* [Fragment uit document]:
----------

Verslag vergadering Commissie voor Leefmilieu, Natuur, Ruimtelijke Ordening, Energie en Dierenwelzijn
Verslag
De heer Gryffroy heeft het woord.
Voorzitter, minister, collega’s, de Vlaamse overheid heeft met het actieplan ‘Clean power for transport’ de ambitie om tegen 2020 maar liefst 100.000 milieuvriendelijke wagens op onze wegen te laten rijden waarvan 60.000 elektrische wagens.
In de commissie Energie van 1 juni 2016 gaf u aan dat in functie van het succes van elektrisch rijden de laadpalen belangrijk zijn. Om mensen te motiveren om elektrisch te rijden, is een goede spreiding van de laadpaleninfrastructuur immers meer dan cruciaal.
De Vlaamse overheid zet in op een goed uitgebouwde en gespreide infrastructuur van laadpalen. De distributienetbeheerders spelen hierbij een belangrijke rol. Begin september 2016 lanceerde u het spreidingsplan voor 5000 laadpunten tegen 2020. Het spreidingsplan bepaalt hoeveel extra laadpunten er idealiter in elke gemeente zouden moeten komen. De gemeenten beslissen uiteraard zelf waar die laadpalen komen en of men daarvoor een beroep doet op de distributienetbeheerders, wat dus geen verplichting is.
In de commissie werd aangegeven dat er in september 2016 een aanbesteding voor de extra laadpalen zal worden georganiseerd vanuit de distributienetbeheerders. Daarbij gaf u aan dat de laadpalen geen negatieve impact mogen hebben op de elektriciteitsfactuur. In die zin moet de afschrijvingsperiode voldoende lang zijn, namelijk tien jaar, zodat, bij manier van spreken, de paal zelfbedruipend is.
Minister, hoe zal de aangekondigde aanbesteding worden georganiseerd? Wat zijn de modaliteiten en de voorwaarden? Op welke manier kunnen steden en gemeenten deelnemen? Hoe kunt u garanderen dat de consument die niet met een elektrische wagen rijdt, niet meebetaalt?

----------

* [Vastgelegde gegevens]:
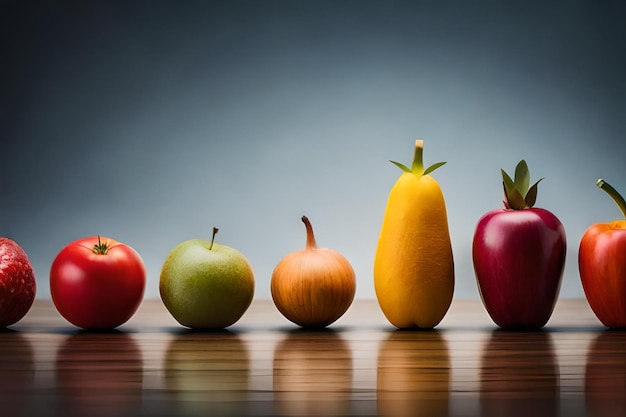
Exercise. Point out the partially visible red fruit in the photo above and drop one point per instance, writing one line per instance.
(17, 283)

----------

* [Opdrachten bij oefening]:
• a. Hoe luidt deze zin uit het verslag in het Engels: "Het spreidingsplan bepaalt hoeveel extra laadpunten er idealiter in elke gemeente zouden moeten komen."?
• b. Neem uit het verslag woord voor woord alles over vanaf "In de commissie werd" tot en met "paal zelfbedruipend is.".
• c. Beantwoord op basis van het verslag:
(i) Hoeveel elektrische wagens wil de Vlaamse overheid tegen 2020 op de wegen laten rijden?
(ii) Voor hoeveel laadpunten werd begin september 2016 het spreidingsplan gelanceerd?
(iii) Hoe lang moet de afschrijvingsperiode van de laadpalen zijn?

* [Antwoorden per opdracht]:
• a. The distribution plan determines how many additional charging points should ideally be installed in each municipality.

• b.
In de commissie werd aangegeven dat er in september 2016 een aanbesteding voor de extra laadpalen zal worden georganiseerd vanuit de distributienetbeheerders. Daarbij gaf u aan dat de laadpalen geen negatieve impact mogen hebben op de elektriciteitsfactuur. In die zin moet de afschrijvingsperiode voldoende lang zijn, namelijk tien jaar, zodat, bij manier van spreken, de paal zelfbedruipend is.

• c.
(i) 60.000
(ii) 5000 laadpunten tegen 2020
(iii) Tien jaar